__Directive 1__. Transcribe everything from "Load and parse a" down to "defining extraction mode." in the PyPDFium2Loader reference page below.

# PyPDFium2Loader

> **Class** in `langchain_community`

📖 [View in docs](https://reference.langchain.com/python/langchain-community/document_loaders/pdf/PyPDFium2Loader)

Load and parse a PDF file using the `pypdfium2` library.

   This class provides methods to load and parse PDF documents, supporting various
   configurations such as handling password-protected files, extracting images, and
   defining extraction mode.
   It integrates the `pypdfium2` library for PDF processing and offers both
   synchronous and asynchronous document loading.

   Examples:
       Setup:

       .. code-block:: bash

           pip install -U langchain-community pypdfium2

       Instantiate the loader:

       .. code-block:: python

           from langchain_community.document_loaders import PyPDFium2Loader

           loader = PyPDFium2Loader(
               file_path = "./example_data/layout-parser-paper.pdf",
               # headers = None
               # password = None,
               mode = "single",
               pages_delimiter = "

__Record set__.
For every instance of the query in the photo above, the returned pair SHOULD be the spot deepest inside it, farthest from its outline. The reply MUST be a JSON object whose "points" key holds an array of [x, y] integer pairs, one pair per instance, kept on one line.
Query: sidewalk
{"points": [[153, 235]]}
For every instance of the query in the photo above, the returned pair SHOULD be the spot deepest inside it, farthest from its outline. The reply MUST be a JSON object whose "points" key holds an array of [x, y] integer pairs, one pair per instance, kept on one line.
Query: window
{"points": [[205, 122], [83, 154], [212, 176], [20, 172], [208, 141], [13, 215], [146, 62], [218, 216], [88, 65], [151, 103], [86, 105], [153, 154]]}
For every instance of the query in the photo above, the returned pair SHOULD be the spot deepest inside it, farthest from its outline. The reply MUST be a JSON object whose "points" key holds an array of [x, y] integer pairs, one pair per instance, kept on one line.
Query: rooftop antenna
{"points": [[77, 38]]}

__Directive 2__. Rewrite every one of the entries above, swapping "outline" for "boundary" and leaving everything else untouched.

__Full output 1__.
Load and parse a PDF file using the `pypdfium2` library.

   This class provides methods to load and parse PDF documents, supporting various
   configurations such as handling password-protected files, extracting images, and
   defining extraction mode.

__Full output 2__.
For every instance of the query in the photo above, the returned pair SHOULD be the spot deepest inside it, farthest from its boundary. The reply MUST be a JSON object whose "points" key holds an array of [x, y] integer pairs, one pair per instance, kept on one line.
Query: sidewalk
{"points": [[153, 235]]}
For every instance of the query in the photo above, the returned pair SHOULD be the spot deepest inside it, farthest from its boundary. The reply MUST be a JSON object whose "points" key holds an array of [x, y] integer pairs, one pair per instance, kept on one line.
Query: window
{"points": [[205, 122], [83, 154], [212, 176], [20, 172], [208, 141], [13, 215], [146, 62], [218, 216], [88, 65], [151, 103], [86, 105], [153, 154]]}
For every instance of the query in the photo above, the returned pair SHOULD be the spot deepest inside it, farthest from its boundary. The reply MUST be a JSON object whose "points" key holds an array of [x, y] integer pairs, one pair per instance, kept on one line.
Query: rooftop antenna
{"points": [[77, 38]]}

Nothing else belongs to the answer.